Each line from the one containing "the front wheel" through the end of the data is to be written out exactly, and nothing more.

::::::

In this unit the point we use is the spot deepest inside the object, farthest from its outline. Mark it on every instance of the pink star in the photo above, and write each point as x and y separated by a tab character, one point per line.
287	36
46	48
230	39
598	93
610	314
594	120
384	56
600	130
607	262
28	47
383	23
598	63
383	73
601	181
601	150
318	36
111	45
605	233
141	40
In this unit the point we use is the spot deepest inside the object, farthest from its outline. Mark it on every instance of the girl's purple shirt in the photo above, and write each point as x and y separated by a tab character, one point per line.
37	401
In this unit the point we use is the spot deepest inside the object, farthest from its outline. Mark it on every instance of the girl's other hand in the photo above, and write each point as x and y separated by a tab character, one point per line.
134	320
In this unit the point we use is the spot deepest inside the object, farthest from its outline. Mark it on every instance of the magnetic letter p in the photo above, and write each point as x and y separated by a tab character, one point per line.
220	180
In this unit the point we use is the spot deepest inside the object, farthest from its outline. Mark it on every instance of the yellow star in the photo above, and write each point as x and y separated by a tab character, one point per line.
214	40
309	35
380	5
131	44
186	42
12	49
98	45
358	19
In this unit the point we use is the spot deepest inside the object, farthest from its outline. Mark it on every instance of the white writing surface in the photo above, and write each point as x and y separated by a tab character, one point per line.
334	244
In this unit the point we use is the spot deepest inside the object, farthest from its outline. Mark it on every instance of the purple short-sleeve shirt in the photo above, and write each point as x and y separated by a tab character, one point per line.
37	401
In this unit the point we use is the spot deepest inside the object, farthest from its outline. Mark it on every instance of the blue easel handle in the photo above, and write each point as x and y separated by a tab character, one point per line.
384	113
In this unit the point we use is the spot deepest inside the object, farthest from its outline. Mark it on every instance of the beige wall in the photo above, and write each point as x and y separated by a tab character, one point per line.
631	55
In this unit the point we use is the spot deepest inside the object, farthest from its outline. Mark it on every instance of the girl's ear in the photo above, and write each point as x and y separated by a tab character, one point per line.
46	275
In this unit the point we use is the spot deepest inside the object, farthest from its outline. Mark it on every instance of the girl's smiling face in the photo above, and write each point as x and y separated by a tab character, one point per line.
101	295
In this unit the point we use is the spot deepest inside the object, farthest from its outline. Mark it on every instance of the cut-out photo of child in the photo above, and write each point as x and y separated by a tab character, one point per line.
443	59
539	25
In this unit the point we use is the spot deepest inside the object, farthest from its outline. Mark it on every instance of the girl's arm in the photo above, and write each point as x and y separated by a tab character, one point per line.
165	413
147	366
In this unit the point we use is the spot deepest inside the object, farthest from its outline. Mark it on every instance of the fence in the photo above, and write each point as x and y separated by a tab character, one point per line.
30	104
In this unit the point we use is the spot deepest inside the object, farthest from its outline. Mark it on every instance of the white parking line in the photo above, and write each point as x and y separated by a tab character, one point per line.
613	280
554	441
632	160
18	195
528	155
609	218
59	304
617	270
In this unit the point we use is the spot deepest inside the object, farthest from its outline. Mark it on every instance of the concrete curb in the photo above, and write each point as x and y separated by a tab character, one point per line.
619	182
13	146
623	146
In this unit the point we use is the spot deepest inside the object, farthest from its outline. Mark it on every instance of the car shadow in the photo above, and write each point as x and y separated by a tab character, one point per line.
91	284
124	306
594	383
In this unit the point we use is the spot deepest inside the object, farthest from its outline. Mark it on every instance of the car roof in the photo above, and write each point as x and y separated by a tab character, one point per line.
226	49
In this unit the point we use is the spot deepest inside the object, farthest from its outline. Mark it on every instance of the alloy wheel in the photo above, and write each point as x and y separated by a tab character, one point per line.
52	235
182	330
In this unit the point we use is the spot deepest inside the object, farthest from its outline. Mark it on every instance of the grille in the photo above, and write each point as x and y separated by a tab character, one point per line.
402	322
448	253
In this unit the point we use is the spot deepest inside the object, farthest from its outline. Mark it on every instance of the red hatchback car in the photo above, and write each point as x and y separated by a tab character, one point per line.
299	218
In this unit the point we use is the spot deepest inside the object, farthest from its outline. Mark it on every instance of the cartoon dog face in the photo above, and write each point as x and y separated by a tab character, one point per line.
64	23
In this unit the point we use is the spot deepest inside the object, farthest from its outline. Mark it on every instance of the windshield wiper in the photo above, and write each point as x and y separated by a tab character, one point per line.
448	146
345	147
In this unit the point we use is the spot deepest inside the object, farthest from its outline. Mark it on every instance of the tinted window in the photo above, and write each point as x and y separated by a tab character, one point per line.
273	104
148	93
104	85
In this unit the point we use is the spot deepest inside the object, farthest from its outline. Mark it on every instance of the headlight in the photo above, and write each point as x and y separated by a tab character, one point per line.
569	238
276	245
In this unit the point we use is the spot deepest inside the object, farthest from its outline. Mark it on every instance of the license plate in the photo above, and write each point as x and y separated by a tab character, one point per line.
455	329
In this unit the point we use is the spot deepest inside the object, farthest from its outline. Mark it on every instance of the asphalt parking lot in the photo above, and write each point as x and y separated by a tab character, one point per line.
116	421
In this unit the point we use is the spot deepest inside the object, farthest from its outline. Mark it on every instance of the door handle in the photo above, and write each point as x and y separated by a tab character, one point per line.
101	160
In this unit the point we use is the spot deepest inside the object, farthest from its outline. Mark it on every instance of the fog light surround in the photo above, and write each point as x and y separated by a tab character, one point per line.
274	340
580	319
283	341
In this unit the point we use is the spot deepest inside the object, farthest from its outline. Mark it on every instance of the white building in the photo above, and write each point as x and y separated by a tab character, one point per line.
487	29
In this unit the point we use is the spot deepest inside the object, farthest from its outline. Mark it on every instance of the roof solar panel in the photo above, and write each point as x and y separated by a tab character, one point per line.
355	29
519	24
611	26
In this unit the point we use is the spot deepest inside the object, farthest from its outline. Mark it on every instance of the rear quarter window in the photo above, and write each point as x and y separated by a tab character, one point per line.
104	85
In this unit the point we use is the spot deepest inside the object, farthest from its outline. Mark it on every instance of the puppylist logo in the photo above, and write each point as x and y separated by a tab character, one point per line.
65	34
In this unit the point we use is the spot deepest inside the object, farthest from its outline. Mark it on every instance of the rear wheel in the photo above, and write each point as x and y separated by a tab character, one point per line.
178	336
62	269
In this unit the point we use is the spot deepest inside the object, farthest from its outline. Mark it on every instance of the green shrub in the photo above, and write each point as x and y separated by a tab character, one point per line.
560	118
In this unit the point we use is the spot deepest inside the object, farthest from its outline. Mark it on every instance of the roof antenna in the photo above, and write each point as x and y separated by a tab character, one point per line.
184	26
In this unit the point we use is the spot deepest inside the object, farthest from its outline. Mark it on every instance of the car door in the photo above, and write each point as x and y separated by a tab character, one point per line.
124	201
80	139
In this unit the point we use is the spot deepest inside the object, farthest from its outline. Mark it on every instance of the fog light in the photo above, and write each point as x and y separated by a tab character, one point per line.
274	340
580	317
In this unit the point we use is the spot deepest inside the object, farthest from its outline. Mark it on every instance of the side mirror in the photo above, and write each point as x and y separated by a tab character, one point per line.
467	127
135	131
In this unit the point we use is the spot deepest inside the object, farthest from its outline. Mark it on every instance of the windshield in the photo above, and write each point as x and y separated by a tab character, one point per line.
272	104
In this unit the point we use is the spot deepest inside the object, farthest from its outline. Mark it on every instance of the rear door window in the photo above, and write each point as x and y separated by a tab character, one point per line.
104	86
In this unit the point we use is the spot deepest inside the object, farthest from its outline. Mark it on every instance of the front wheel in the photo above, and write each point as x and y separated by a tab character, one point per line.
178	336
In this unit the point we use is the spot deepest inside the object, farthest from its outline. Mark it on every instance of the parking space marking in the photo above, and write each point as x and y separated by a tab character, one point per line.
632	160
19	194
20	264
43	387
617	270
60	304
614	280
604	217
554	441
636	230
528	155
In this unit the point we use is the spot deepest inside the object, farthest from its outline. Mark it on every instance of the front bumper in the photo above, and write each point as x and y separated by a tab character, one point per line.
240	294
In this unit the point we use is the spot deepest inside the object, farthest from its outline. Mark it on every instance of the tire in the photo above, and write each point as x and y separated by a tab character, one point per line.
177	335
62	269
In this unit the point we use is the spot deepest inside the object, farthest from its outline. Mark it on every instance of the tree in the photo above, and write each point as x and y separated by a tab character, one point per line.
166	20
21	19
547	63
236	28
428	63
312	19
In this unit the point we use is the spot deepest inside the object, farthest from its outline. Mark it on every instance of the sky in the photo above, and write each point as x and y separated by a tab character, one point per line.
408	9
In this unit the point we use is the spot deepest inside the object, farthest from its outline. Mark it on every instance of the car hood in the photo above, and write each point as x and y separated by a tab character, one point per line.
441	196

::::::

Answer to this task:
In this unit the point we use is the spot deepest inside the object, farthest from its outline. Mark it on every instance of the front wheel in the photo above, and write each point as x and y separated by a tab character, one point per line.
178	336
In this unit the point we use is the spot deepest inside the object, farthest from its outline. Mark it on every instance of the parking space marking in the photo above, and write each point as x and y separated by a tab character, one point per line.
632	160
19	194
20	264
43	387
617	270
60	304
614	280
604	217
554	441
636	230
528	155
In this unit the point we use is the spot deepest inside the object, farthest from its outline. Mark it on every instance of the front bumper in the photo above, and write each point as x and y separated by a tab character, one point per line.
240	294
In this unit the point we use is the spot deepest inside the object, farthest from its outline. Mark it on every instance of the tire in the photo above, and write each point as x and y separated by a tab character, one point per line.
177	335
62	269
In this unit the point we use is the spot deepest inside the object, farthest from its outline. Mark it on every instance of the tree in the photo above, and write each point as x and y separated by a tab character, one point per line.
166	20
21	19
547	63
236	28
428	63
312	19
In this unit the point we use is the spot deepest inside the object, farthest from its outline. Mark it on every instance of the sky in the photo above, and write each point as x and y separated by a tab character, one point per line.
408	9
In this unit the point we use is the spot deepest inside the object, farthest from its outline. Mark it on every instance of the car hood in the photo above, and write each point as x and y separated by a tab character, one point per line.
441	196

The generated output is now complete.